Could you print every one of the rows below verbatim, leaving the pictures out?
──────── DATASET RECORDS ────────
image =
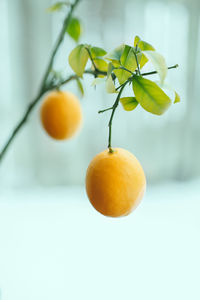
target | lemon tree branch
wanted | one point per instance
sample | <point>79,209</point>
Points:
<point>44,85</point>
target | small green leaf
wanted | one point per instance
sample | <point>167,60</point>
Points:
<point>129,103</point>
<point>110,87</point>
<point>80,86</point>
<point>98,81</point>
<point>78,59</point>
<point>150,96</point>
<point>115,55</point>
<point>110,69</point>
<point>74,29</point>
<point>57,6</point>
<point>177,97</point>
<point>96,52</point>
<point>128,61</point>
<point>158,62</point>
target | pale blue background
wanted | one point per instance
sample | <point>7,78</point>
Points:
<point>53,244</point>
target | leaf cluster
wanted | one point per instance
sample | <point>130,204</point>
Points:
<point>123,65</point>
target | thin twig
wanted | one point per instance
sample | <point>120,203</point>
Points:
<point>44,88</point>
<point>112,115</point>
<point>155,72</point>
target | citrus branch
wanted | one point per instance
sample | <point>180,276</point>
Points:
<point>155,72</point>
<point>112,115</point>
<point>44,86</point>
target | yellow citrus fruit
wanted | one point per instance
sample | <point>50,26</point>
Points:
<point>115,182</point>
<point>61,114</point>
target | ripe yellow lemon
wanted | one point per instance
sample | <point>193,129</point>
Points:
<point>115,182</point>
<point>61,114</point>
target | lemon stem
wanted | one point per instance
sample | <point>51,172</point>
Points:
<point>112,115</point>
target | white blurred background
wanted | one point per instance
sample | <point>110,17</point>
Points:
<point>53,245</point>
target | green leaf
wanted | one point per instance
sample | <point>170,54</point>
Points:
<point>115,55</point>
<point>98,81</point>
<point>128,61</point>
<point>101,64</point>
<point>74,29</point>
<point>158,62</point>
<point>150,96</point>
<point>110,69</point>
<point>144,46</point>
<point>169,88</point>
<point>136,40</point>
<point>129,103</point>
<point>177,97</point>
<point>110,87</point>
<point>96,52</point>
<point>78,59</point>
<point>57,6</point>
<point>80,86</point>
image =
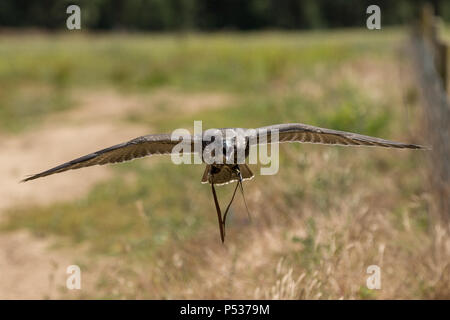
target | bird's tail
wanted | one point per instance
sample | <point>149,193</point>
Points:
<point>225,174</point>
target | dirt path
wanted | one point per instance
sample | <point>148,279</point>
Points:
<point>29,268</point>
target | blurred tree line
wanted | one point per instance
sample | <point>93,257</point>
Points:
<point>211,15</point>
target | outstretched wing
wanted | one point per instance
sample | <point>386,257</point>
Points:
<point>133,149</point>
<point>298,132</point>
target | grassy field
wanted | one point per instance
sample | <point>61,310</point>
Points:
<point>149,229</point>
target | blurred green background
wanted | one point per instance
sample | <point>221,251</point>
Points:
<point>147,229</point>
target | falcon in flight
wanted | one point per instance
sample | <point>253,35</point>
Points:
<point>228,169</point>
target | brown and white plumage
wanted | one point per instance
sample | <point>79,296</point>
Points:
<point>298,132</point>
<point>155,144</point>
<point>223,173</point>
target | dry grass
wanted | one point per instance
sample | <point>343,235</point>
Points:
<point>150,231</point>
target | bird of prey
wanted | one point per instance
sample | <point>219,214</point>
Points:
<point>223,172</point>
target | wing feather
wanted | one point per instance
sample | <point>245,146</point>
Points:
<point>298,132</point>
<point>133,149</point>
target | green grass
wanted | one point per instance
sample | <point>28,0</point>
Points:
<point>144,211</point>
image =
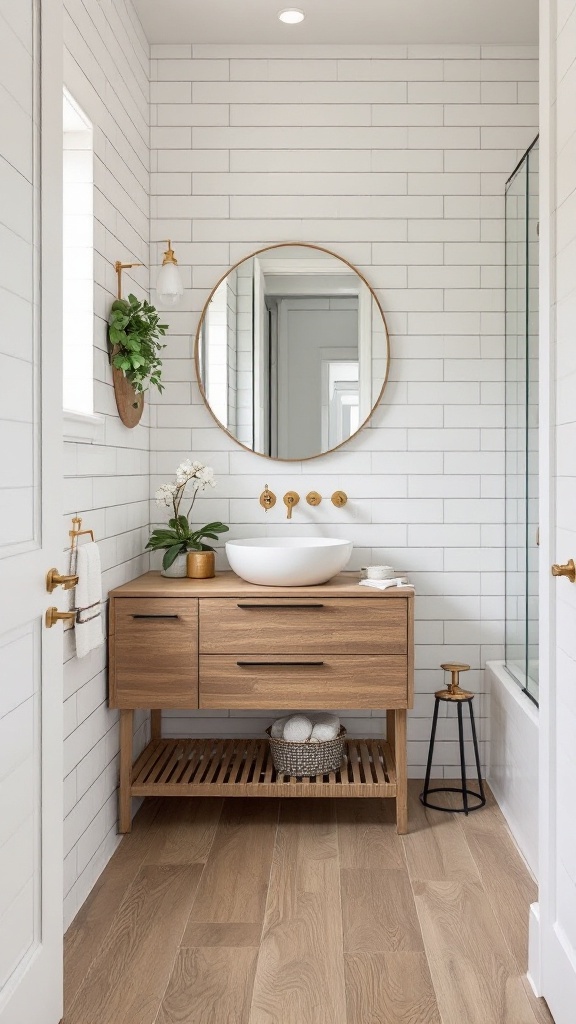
────────
* _IN RESPONSE_:
image =
target | lemon tree branch
wanted | one point per instance
sample | <point>79,209</point>
Points:
<point>44,85</point>
target | small green leaf
wanted | one point per instance
sample | <point>167,60</point>
Points:
<point>129,103</point>
<point>110,87</point>
<point>80,86</point>
<point>98,81</point>
<point>78,59</point>
<point>150,96</point>
<point>115,55</point>
<point>110,69</point>
<point>74,29</point>
<point>57,6</point>
<point>177,97</point>
<point>96,52</point>
<point>128,61</point>
<point>158,62</point>
target | pale blue background
wanted | one point per instance
sample | <point>7,78</point>
Points:
<point>53,244</point>
target | leaf cluster
wanted | one point per instance
sample | <point>130,204</point>
Points:
<point>123,65</point>
target | thin twig
wanted | one point per instance
sample | <point>120,203</point>
Points:
<point>44,88</point>
<point>112,115</point>
<point>155,72</point>
target | citrus branch
wanted | one point per instance
sample | <point>180,276</point>
Points:
<point>155,72</point>
<point>112,115</point>
<point>44,86</point>
target | yellow citrus fruit
wanted | one point per instance
sample | <point>50,26</point>
Points:
<point>115,182</point>
<point>61,114</point>
target | ripe yellow lemon
wanted | one point per instance
sample | <point>193,129</point>
Points:
<point>115,182</point>
<point>61,114</point>
target | lemon stem
wanted | one point per instance
sample | <point>51,172</point>
Points:
<point>112,115</point>
target | white blurred background
wanted | one point per instance
sample | <point>110,17</point>
Points:
<point>53,245</point>
target | green leaf
wanted | one point per instance
sample | <point>170,54</point>
Points:
<point>115,55</point>
<point>98,81</point>
<point>128,61</point>
<point>101,64</point>
<point>74,29</point>
<point>158,62</point>
<point>150,96</point>
<point>110,69</point>
<point>144,46</point>
<point>169,88</point>
<point>136,40</point>
<point>129,103</point>
<point>177,97</point>
<point>110,87</point>
<point>96,52</point>
<point>78,59</point>
<point>57,6</point>
<point>80,86</point>
image =
target | bird's tail
wanted | one point per instance
sample | <point>149,193</point>
Points:
<point>225,174</point>
target | dirt path
wanted | one point per instance
sample | <point>148,279</point>
Points:
<point>29,268</point>
target | blurred tree line
wanted | one point per instance
sample | <point>93,257</point>
Points:
<point>211,15</point>
target | outstretched wing
wanted | one point per instance
sample | <point>386,257</point>
Points:
<point>133,149</point>
<point>298,132</point>
target | grassy field
wanted | one point per instance
sample | <point>61,310</point>
Points:
<point>149,229</point>
target | blurred green background
wanted | one point per instance
sample | <point>221,251</point>
Points:
<point>147,229</point>
target | falcon in flight
wanted | one point per instance
sample | <point>253,35</point>
Points:
<point>228,169</point>
target | brown and white plumage
wanted | one point per instance
sample | <point>79,296</point>
Points:
<point>298,132</point>
<point>155,144</point>
<point>223,173</point>
target | dry grass
wanted | one point per instance
sample | <point>343,235</point>
Points:
<point>150,231</point>
target | bird of prey
wanted | one point per instance
sample | <point>219,214</point>
Points:
<point>223,172</point>
target | wing feather
wanted | one point per instance
sample | <point>245,146</point>
Points:
<point>298,132</point>
<point>133,149</point>
target | green grass
wanted | one point per instance
sample | <point>28,0</point>
Points:
<point>144,211</point>
image =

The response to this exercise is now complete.